Passage given:
════════════════
Tomlinson argued, from a religious perspective, that punishing someone for how they were created was equivalent to saying that there was something wrong with the Creator.

If there was an "inclination and propensity" for someone to be homosexual from an early age, he wrote, "it must then be considered as natural, otherwise as a defect in nature - and if natural, or a defect in nature; it seems cruel to punish that defect with death".

The diarist makes reference to being informed by others that homosexuality is apparent from an early age - suggesting that Tomlinson and his social circle had been talking about this case and discussing something that was not unknown to them.

Around this time, and also in West Yorkshire, a local landowner, Anne Lister, was writing a coded diary about her lesbian relationships - with her story told in the television series, Gentleman Jack.

But knowing what "ordinary people" really thought about such behaviour is always difficult - not least because the loudest surviving voices are usually the wealthy and powerful. What has excited academics is the chance to eavesdrop on an everyday farmer thinking aloud in his diary. An acceptance of homosexuality might have been expressed privately in aristocratic or philosophically radical circles - but this was being discussed by a rural worker.
════════════════
Data extract:
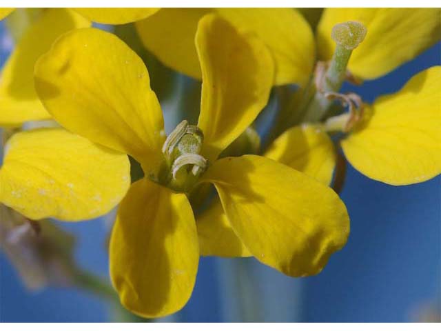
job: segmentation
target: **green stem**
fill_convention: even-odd
[[[341,45],[337,45],[331,63],[325,74],[322,86],[322,91],[317,90],[309,104],[305,117],[305,121],[316,122],[321,120],[332,104],[323,92],[338,92],[346,77],[346,68],[352,54],[352,50],[347,50]]]
[[[79,288],[99,297],[118,301],[118,296],[105,279],[83,270],[77,270],[74,274],[74,284]]]
[[[366,32],[366,27],[360,22],[348,21],[333,28],[331,37],[336,41],[336,49],[320,82],[321,86],[308,106],[305,121],[316,122],[323,119],[333,102],[327,98],[326,92],[340,90],[346,78],[346,68],[352,51],[364,40]]]

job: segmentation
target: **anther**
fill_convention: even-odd
[[[192,172],[195,176],[207,168],[207,160],[198,154],[185,154],[177,157],[172,166],[173,178],[176,179],[179,170],[188,165],[194,165]],[[195,169],[195,167],[197,167]],[[196,172],[196,173],[195,173]]]
[[[187,133],[187,127],[188,122],[186,120],[183,120],[178,124],[172,133],[169,134],[164,142],[164,145],[163,145],[162,151],[164,154],[167,156],[172,154],[174,147],[179,142],[181,139],[184,137],[184,134]]]
[[[360,22],[349,21],[334,26],[331,32],[333,40],[347,50],[353,50],[366,37],[367,29]]]

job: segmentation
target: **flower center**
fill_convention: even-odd
[[[159,182],[176,191],[189,191],[207,169],[207,161],[200,154],[203,142],[203,133],[196,126],[185,120],[178,124],[163,146]]]

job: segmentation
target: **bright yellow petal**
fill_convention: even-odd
════════════════
Work instructions:
Answer these questions about the passage on Tomlinson's diary above.
1. What does Tomlinson say it seems cruel to punish with death?
2. What television series tells Anne Lister's story?
3. Who are usually the loudest surviving voices?

Written reply:
1. A defect in nature, meaning an inclination and propensity toward homosexuality from an early age.
2. Gentleman Jack.
3. The wealthy and powerful.